### Instructions to follow:
Include only the line with "door, one line per instance" and the lines after it, each reproduced exactly as it stands in the entries below.

### Stored data entries:
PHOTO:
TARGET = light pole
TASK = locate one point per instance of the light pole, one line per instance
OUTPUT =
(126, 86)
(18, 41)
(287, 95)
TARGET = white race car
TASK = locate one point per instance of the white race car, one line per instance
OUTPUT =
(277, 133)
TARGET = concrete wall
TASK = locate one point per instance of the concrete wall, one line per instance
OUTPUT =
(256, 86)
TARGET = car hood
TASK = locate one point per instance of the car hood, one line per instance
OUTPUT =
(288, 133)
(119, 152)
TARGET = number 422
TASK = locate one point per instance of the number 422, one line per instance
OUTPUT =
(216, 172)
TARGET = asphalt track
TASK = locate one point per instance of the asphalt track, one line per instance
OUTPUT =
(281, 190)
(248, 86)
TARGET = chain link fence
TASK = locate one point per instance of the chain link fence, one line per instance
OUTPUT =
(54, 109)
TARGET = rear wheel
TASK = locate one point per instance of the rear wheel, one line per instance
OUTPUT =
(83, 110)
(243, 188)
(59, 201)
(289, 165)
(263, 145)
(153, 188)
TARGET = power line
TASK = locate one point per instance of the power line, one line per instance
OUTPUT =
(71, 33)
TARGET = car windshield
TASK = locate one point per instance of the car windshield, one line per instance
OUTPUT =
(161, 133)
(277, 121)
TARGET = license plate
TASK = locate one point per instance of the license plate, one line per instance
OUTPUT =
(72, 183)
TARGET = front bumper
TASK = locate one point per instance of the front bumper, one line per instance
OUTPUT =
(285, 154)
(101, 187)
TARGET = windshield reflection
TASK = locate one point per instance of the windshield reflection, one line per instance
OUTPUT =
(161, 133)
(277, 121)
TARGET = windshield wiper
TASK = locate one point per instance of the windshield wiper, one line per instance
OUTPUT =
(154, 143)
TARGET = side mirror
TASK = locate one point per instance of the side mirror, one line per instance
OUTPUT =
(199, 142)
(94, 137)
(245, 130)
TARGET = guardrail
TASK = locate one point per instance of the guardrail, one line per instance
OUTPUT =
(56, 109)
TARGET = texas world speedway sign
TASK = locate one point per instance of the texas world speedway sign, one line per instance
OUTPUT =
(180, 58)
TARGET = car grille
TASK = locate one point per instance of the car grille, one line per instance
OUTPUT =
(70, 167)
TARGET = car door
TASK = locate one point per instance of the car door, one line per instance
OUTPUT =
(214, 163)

### Task output:
TASK = locate one point per instance of the car door, one line per instance
OUTPUT =
(214, 163)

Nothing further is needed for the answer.